Swap "integers" for "whole numbers" in the lines starting at the one containing "Hello! Your assignment is to find the vertical" and ending at the one containing "93,232,131,272", and give only those lines back with nothing else changed.
◇ ◇ ◇ ◇
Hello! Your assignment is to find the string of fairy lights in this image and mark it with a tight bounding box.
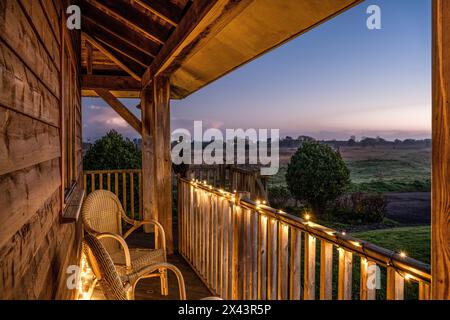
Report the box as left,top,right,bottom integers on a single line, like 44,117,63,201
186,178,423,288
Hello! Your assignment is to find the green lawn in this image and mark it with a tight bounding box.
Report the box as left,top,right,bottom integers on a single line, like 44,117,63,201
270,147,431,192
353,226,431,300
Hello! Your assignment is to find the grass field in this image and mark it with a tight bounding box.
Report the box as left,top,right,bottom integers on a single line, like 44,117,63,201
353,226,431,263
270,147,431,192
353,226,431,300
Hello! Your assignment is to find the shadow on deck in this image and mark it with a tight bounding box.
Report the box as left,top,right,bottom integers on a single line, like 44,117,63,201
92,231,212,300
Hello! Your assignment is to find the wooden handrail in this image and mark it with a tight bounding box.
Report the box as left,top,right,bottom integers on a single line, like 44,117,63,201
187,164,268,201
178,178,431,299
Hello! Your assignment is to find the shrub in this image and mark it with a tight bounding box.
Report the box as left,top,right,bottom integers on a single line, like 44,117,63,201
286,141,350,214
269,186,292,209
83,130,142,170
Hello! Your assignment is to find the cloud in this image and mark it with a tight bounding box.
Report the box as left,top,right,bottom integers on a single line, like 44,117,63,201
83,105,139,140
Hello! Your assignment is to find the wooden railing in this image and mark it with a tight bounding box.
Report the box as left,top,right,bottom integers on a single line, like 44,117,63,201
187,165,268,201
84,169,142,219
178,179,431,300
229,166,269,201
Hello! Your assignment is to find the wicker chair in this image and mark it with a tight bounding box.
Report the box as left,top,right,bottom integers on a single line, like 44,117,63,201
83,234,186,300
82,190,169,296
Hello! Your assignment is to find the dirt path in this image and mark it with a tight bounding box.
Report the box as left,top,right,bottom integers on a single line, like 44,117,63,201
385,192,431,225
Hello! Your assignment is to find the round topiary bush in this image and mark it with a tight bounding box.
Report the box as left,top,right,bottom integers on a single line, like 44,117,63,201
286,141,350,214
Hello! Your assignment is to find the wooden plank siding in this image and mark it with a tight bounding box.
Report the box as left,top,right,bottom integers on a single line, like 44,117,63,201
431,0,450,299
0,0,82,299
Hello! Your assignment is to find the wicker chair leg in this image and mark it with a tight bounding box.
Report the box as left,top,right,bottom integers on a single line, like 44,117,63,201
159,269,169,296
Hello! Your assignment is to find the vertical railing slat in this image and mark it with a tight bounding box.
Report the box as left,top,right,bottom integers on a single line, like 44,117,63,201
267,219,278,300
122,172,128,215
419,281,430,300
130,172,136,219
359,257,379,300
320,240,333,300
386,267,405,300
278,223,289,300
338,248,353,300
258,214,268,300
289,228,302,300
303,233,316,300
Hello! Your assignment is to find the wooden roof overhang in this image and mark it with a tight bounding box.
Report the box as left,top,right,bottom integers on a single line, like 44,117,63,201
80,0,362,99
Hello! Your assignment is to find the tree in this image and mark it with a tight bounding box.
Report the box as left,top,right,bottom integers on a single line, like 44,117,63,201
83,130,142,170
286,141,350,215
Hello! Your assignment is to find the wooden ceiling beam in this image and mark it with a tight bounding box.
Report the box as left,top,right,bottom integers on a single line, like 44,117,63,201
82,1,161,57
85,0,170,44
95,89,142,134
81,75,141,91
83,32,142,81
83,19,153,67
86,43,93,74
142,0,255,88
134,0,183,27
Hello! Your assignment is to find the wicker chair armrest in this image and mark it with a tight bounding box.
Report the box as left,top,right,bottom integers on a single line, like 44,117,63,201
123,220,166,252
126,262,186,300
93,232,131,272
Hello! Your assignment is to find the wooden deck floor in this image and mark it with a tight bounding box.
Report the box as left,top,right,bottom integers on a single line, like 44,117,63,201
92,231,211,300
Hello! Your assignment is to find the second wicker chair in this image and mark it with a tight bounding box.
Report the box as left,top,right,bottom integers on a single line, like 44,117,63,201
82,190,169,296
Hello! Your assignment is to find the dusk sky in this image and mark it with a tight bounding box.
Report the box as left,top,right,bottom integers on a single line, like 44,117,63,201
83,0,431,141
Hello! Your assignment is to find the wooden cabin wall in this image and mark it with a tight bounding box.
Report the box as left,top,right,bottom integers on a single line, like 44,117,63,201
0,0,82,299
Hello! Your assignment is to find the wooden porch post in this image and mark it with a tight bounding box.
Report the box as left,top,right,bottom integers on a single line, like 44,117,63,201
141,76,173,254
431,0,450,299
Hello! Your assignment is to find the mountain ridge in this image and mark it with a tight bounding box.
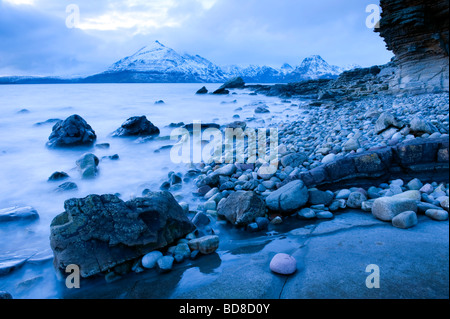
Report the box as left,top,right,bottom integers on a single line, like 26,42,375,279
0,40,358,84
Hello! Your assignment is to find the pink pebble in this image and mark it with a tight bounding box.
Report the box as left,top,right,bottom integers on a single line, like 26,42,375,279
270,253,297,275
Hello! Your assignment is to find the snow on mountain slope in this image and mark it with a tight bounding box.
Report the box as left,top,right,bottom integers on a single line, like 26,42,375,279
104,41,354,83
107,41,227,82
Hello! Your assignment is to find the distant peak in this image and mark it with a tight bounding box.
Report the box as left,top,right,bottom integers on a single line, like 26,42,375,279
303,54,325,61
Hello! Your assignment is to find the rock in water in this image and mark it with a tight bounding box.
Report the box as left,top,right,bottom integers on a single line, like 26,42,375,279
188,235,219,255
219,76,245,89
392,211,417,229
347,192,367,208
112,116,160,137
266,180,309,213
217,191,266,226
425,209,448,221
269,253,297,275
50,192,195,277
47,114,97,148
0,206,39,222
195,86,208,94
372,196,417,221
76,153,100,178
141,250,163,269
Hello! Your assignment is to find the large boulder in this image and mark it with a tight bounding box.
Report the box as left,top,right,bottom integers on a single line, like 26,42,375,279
◇ ◇ ◇ ◇
**OUTPUT OF THE TASK**:
Hello! Your assignment is to find the vertical railing slat in this image and mark it with a tight bounding box.
Report the box as left,top,right,bottom whole numbers on a single line, like 44,117,63,201
267,219,278,300
122,172,128,215
419,281,430,300
130,172,136,219
359,257,379,300
320,240,333,300
386,267,405,300
278,223,289,300
338,248,353,300
258,214,268,300
289,228,302,300
303,233,316,300
Hello! Your assignment is to find the wooden roof overhang in this image and mark it with a tight bounding box.
Report the box as left,top,right,bottom whole numbers on a single line, like 44,117,63,201
80,0,362,99
Hello! Your assignment is to find the tree in this image and mark it with a tight bounding box.
Report the box as left,top,right,bottom whole numbers on a single line, like 44,117,63,201
83,130,142,170
286,141,350,215
Hello! Your assignment is to find the wooden ceiling beam in this image and mark it with a tight bounding box.
Report the box as left,top,right,bottom whole numbers on a single line, like 44,117,63,201
82,1,161,57
85,0,170,44
95,89,142,134
81,75,141,91
83,32,142,81
83,19,153,67
86,43,93,74
142,0,255,88
134,0,183,27
Hello! Your assignment is to find the wicker chair armrest in this image and mark it with a tight bounding box.
Report the box as left,top,right,bottom whole numbers on a single line, like 44,117,63,201
123,220,166,252
126,262,186,300
93,232,131,272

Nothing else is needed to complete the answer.